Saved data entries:
--------------------------------------------------

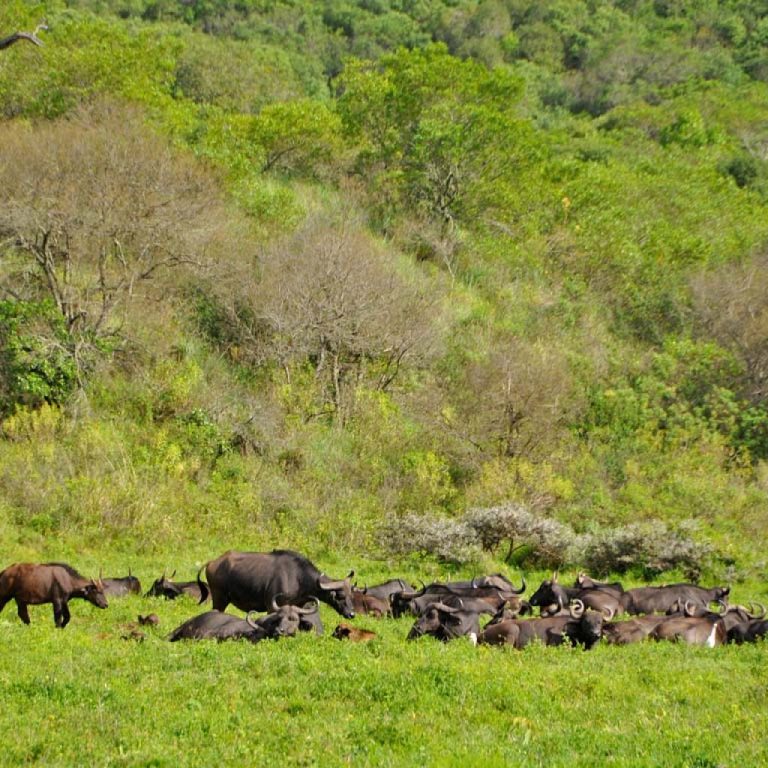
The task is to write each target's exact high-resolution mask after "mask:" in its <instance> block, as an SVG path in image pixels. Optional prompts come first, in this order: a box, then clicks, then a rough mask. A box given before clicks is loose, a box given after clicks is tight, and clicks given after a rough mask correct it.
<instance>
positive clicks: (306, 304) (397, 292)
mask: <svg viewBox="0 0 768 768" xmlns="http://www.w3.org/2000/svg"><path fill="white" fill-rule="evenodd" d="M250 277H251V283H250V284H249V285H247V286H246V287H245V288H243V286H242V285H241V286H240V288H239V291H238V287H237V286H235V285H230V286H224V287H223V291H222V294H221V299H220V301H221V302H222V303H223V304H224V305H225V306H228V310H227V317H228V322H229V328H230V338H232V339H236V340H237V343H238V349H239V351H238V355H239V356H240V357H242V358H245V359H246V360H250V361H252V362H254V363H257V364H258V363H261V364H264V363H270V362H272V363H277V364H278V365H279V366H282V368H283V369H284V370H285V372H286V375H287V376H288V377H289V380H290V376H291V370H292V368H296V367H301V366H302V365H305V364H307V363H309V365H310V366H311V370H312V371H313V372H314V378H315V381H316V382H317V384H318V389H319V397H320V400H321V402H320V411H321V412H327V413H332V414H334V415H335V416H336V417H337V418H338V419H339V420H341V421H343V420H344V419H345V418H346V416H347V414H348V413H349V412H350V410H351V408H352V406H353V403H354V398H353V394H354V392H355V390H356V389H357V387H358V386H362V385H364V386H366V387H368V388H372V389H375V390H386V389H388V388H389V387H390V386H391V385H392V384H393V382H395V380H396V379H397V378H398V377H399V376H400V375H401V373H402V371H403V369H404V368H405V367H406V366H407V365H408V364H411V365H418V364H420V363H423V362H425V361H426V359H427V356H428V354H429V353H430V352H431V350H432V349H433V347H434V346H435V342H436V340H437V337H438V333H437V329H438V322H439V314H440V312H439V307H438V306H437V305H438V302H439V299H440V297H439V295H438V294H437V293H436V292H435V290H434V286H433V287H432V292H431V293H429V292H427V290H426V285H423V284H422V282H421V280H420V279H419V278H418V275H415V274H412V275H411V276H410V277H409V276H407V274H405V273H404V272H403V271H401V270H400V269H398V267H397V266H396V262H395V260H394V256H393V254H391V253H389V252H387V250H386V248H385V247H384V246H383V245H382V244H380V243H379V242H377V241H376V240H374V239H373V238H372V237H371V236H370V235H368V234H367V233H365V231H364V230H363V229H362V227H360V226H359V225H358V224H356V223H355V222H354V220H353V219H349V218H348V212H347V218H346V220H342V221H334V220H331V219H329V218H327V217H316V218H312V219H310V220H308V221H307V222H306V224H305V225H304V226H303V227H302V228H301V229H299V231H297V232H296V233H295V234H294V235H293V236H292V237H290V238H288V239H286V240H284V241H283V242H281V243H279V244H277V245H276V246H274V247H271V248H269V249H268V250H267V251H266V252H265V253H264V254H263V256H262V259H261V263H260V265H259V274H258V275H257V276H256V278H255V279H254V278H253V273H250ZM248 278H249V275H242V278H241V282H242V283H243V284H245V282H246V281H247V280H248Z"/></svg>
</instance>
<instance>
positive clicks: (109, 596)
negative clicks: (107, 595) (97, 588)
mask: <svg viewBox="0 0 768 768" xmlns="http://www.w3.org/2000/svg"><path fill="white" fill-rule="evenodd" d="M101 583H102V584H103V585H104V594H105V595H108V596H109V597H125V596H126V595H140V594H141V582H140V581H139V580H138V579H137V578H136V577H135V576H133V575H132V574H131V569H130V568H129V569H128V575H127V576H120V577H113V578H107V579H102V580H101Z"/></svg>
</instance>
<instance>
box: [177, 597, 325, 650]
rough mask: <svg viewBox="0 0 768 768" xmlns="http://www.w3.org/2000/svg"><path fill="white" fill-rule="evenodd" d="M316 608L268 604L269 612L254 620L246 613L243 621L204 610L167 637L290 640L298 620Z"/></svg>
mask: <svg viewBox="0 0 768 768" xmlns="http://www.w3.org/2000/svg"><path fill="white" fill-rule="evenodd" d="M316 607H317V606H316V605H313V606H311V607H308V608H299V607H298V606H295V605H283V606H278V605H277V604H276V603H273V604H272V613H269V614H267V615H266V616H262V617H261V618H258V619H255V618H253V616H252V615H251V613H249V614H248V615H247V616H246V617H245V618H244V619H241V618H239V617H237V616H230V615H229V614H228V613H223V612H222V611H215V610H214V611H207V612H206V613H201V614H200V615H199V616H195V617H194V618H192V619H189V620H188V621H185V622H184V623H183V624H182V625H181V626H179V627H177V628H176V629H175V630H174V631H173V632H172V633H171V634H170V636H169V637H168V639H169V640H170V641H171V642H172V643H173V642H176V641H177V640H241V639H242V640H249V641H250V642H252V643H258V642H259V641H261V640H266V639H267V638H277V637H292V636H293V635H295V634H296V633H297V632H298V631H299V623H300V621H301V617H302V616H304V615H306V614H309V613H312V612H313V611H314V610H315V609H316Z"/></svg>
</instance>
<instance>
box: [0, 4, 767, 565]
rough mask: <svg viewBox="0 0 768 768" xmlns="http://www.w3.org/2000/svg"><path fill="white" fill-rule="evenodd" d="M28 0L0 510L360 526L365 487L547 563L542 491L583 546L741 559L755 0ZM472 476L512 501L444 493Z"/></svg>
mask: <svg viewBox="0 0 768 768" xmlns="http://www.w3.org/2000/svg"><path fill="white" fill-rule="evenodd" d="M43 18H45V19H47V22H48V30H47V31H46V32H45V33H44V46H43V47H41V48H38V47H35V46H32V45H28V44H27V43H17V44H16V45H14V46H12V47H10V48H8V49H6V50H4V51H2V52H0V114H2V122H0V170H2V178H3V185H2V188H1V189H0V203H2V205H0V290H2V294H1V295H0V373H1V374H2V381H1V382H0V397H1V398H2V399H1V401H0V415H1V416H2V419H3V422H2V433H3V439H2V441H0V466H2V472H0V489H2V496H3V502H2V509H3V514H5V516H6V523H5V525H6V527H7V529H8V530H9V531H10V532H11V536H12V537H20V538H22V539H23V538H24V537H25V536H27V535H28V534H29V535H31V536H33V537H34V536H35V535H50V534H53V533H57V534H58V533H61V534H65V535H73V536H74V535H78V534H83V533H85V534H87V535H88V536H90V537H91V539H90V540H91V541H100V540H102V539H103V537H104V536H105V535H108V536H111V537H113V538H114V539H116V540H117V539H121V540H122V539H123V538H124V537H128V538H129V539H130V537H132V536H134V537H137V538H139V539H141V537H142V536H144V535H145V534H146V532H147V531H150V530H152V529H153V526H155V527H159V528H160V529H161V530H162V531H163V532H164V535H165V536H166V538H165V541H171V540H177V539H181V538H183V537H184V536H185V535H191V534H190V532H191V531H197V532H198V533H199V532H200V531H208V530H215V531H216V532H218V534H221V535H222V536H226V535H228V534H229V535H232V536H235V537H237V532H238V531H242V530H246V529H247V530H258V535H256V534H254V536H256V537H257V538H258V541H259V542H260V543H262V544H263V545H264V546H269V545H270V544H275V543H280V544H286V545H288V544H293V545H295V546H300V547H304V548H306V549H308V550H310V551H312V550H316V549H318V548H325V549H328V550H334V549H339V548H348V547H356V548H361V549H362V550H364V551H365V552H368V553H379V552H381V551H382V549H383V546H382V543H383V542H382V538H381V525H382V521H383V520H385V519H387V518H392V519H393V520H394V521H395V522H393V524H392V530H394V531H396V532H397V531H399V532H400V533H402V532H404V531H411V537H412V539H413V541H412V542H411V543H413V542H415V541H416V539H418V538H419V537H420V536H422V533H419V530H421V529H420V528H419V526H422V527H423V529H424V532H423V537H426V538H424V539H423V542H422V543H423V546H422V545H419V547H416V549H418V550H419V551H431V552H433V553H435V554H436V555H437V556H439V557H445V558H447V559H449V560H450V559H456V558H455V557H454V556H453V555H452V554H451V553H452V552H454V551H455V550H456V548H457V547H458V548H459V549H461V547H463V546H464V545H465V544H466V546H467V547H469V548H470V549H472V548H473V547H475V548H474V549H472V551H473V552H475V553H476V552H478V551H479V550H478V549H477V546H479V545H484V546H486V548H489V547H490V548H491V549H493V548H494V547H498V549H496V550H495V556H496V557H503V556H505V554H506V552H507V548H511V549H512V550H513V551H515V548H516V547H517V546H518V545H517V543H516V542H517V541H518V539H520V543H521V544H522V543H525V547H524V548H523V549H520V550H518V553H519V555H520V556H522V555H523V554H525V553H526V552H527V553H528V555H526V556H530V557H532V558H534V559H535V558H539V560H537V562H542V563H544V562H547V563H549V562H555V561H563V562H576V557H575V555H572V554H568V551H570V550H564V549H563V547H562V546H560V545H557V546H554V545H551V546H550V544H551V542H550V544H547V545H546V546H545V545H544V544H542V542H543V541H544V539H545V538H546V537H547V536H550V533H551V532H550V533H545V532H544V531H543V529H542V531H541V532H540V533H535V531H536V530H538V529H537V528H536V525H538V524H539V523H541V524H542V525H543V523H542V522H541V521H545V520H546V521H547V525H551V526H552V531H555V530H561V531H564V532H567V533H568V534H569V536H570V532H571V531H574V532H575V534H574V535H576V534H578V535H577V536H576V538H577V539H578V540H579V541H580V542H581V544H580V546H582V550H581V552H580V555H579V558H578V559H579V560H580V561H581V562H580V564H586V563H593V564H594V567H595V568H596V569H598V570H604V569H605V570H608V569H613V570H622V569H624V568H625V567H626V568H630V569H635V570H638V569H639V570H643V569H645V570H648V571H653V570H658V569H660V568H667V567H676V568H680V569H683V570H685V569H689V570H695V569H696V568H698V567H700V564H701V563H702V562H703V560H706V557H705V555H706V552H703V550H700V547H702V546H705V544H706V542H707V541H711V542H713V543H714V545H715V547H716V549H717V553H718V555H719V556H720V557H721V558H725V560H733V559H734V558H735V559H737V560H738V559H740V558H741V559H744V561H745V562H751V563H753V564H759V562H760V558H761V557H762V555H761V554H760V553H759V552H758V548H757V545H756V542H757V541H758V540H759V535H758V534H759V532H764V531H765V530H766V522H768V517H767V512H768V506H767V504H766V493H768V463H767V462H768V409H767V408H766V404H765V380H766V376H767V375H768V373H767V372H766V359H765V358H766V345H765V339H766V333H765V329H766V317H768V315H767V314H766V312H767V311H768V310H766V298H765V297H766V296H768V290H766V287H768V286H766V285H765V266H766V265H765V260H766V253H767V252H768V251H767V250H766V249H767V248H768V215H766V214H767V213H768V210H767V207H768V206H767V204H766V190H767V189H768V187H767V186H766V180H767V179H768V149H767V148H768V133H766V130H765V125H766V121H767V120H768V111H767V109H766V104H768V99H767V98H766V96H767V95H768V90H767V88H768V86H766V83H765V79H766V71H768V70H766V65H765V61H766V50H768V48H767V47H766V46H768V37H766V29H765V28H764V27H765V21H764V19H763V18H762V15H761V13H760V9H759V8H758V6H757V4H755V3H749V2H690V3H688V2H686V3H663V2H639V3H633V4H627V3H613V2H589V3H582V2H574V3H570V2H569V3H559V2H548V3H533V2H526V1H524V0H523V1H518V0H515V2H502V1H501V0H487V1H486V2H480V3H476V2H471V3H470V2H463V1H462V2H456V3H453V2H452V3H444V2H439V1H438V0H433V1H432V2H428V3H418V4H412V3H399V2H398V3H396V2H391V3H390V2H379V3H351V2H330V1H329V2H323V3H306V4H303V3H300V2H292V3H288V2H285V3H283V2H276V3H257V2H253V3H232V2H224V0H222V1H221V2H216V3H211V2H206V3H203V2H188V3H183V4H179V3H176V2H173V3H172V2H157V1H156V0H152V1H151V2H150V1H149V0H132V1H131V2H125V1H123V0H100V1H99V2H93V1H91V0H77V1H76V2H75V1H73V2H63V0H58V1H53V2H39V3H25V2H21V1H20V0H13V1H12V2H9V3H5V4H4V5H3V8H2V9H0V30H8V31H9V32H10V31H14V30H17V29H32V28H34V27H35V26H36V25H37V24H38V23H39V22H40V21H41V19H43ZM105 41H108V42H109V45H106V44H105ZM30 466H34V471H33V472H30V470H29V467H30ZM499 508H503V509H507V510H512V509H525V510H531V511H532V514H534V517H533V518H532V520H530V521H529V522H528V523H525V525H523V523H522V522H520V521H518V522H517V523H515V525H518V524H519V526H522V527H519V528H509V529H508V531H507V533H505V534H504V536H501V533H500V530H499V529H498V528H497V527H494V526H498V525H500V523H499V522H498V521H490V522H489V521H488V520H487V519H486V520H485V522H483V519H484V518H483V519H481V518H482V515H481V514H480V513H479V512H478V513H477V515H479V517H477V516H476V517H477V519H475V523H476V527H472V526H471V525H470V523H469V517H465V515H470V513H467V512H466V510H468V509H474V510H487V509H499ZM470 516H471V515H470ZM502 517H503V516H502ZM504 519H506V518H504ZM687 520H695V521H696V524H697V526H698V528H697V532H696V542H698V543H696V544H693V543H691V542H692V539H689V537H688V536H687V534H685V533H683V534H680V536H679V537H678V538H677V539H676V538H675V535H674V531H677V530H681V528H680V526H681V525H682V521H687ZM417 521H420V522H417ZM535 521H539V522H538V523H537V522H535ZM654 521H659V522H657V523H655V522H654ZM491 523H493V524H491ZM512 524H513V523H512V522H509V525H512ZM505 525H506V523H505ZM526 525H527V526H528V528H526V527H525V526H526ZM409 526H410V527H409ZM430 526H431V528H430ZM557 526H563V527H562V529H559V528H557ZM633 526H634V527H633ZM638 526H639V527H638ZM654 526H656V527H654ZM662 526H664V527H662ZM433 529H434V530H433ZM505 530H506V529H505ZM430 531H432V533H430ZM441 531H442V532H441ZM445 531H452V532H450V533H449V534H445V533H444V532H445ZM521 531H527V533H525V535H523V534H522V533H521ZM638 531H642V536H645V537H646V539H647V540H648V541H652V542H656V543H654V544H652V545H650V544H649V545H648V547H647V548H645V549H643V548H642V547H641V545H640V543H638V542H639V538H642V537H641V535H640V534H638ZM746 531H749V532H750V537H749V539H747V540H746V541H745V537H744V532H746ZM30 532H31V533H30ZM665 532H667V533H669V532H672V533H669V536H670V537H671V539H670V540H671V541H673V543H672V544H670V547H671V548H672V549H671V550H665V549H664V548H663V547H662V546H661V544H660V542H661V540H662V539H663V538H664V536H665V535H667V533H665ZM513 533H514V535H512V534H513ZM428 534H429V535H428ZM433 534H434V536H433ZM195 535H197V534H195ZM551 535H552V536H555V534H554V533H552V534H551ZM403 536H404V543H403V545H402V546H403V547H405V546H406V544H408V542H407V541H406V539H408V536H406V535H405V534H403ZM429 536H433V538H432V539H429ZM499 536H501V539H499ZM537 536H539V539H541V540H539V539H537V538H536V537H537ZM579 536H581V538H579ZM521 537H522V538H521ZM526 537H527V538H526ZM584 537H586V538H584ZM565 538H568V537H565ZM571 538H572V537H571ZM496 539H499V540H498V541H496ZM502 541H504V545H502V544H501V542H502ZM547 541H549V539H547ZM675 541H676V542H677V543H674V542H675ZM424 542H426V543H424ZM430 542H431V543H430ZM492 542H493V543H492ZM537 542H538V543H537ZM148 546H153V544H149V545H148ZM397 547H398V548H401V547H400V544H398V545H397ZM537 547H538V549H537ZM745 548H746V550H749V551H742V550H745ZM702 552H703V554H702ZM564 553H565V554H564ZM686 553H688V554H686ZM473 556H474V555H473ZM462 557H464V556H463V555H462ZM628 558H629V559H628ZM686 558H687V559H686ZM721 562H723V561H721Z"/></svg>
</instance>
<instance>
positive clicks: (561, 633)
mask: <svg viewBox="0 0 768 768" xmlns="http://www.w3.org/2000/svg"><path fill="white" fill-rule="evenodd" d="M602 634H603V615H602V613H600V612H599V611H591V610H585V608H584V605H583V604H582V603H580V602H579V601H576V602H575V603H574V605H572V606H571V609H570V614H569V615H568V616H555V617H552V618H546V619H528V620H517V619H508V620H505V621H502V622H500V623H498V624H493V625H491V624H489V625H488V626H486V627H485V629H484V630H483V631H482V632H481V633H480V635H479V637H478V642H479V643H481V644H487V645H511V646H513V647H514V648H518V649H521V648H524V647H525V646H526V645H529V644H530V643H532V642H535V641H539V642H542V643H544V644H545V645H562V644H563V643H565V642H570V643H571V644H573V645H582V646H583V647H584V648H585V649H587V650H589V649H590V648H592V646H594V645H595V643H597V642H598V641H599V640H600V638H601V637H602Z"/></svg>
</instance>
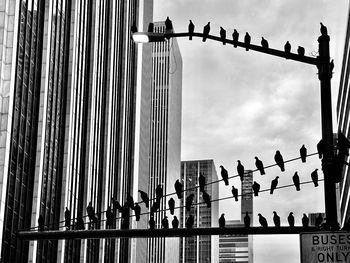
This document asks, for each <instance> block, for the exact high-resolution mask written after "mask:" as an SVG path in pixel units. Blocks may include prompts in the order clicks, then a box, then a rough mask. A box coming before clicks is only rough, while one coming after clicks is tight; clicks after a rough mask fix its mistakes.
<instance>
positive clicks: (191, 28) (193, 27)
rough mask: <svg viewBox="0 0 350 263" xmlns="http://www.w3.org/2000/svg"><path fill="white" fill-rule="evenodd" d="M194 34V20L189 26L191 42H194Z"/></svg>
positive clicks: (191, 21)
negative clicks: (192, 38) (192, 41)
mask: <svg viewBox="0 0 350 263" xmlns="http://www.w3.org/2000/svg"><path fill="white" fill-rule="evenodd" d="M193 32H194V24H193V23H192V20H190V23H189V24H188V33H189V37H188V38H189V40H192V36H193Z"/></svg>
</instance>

--------------------------------------------------

TRY IT: Retype the lines from the start of the records through the line containing "positive clicks: (306, 304) (397, 292)", with both ends included. Leave the pictures out of your answer.

ANSWER TO THE EXERCISE:
The task is to write each target's exact high-resolution mask after "mask:" in its <instance> block, as an SVG path in image pixels. Optional prompts come first, in this order: a box, then clicks, then a rough mask. A box given before clicks is loose, a box given after clicks is tight, and clicks given after a rough mask correct it.
<instance>
positive clicks: (306, 304) (397, 292)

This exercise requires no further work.